15th Speaker of the Newfoundland House of Assembly
- In office 1889 – April 11, 1894
- Premier: William Whiteway
- Preceded by: A. J. W. McNeilly
- Succeeded by: Lawrence O'Brien Furlong

Member of the Legislative Council of Newfoundland
- In office 1895–1896
- Appointed by: William Whiteway

Member of the Newfoundland House of Assembly for Placentia and St. Mary's
- In office October 31, 1885 – November 10, 1894 Serving with William J. S. Donnelly (1885–1889, 1893–1894) James F. McGrath (1885–1894) Richard H. O'Dwyer (1889–1893)
- Preceded by: Albert Bradshaw Michael Tobin
- Succeeded by: John T. Dunphy Richard T. McGrath Michael Tobin

Personal details
- Born: September 24, 1853 Harbour Grace, Newfoundland Colony
- Died: March 6, 1916 (aged 62) St. John's, Newfoundland
- Party: Liberal
- Children: Lewis Edward Emerson
- Relatives: George Henry Emerson (grandfather) Prescott Emerson (uncle)
- Occupation: Lawyer

= George Henry Emerson (speaker) =

Newfoundland politician (1853–1916)

George Henry Emerson (September 24, 1853 - March 6, 1916) was a lawyer, judge and political figure in the Colony of Newfoundland. He represented Placentia and St. Mary's in the Newfoundland and Labrador House of Assembly from 1885 to 1894 as a Liberal.

* **YOUR INSTRUCTIONS**: Summarize the profile of George Henry Emerson in two sentences. You will not need the entries to complete the work.

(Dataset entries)
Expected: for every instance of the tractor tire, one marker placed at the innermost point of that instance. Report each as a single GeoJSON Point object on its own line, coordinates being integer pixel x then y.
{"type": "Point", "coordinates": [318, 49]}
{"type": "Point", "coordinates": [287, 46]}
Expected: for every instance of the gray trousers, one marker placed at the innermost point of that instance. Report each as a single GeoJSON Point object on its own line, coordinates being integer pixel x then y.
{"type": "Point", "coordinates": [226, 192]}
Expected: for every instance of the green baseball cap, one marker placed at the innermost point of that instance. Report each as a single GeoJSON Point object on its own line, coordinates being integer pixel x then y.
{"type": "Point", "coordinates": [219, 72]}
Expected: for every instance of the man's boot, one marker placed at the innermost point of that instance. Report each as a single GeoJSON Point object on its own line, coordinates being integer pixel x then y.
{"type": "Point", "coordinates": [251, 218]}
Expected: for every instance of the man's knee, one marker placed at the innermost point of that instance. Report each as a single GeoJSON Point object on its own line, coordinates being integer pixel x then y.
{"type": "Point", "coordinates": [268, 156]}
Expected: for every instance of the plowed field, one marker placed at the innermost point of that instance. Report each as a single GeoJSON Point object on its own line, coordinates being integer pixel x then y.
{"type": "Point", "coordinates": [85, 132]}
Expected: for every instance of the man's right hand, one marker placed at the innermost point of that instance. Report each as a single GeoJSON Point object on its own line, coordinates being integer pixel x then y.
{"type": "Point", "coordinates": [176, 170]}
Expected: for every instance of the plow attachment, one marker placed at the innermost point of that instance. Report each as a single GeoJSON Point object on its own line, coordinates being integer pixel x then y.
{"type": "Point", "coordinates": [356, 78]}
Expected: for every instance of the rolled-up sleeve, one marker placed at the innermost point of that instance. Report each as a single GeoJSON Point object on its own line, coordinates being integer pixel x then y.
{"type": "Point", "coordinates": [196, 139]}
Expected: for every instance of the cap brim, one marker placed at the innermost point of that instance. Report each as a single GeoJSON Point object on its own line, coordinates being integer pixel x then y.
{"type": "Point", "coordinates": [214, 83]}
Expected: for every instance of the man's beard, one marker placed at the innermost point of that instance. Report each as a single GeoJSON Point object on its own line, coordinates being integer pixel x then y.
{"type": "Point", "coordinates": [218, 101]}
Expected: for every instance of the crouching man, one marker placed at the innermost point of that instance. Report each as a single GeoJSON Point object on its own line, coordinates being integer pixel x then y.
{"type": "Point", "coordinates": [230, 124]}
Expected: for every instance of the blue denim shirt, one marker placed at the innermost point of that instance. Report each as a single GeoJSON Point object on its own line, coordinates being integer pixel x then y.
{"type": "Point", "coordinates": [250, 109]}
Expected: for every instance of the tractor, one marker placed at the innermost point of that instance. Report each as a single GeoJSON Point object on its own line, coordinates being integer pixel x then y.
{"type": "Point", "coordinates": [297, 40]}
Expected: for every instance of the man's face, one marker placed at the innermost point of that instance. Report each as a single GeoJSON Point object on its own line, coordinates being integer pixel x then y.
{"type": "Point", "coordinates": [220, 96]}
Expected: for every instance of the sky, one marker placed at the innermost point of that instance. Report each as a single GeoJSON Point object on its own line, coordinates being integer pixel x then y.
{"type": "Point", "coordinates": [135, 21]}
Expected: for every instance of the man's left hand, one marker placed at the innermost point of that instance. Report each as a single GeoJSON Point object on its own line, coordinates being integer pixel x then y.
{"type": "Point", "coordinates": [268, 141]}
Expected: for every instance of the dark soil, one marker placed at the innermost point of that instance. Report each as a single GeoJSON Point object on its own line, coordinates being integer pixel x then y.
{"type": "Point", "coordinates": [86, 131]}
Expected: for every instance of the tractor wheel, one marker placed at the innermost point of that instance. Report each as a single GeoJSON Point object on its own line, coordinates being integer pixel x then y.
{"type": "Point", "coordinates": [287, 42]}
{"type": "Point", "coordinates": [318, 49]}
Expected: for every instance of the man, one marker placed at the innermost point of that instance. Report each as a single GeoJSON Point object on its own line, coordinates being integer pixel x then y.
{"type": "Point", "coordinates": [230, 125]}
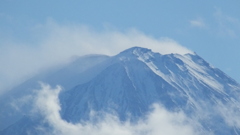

* **YOUR RESPONSE**: George Henry Emerson (September 24, 1853 – March 6, 1916) was a lawyer, judge and political figure in the Colony of Newfoundland, born in Harbour Grace and dying in St. John's. A Liberal, he represented Placentia and St. Mary's in the House of Assembly from 1885 to 1894, served as its Speaker from 1889 to April 11, 1894, and sat on the Legislative Council from 1895 to 1896.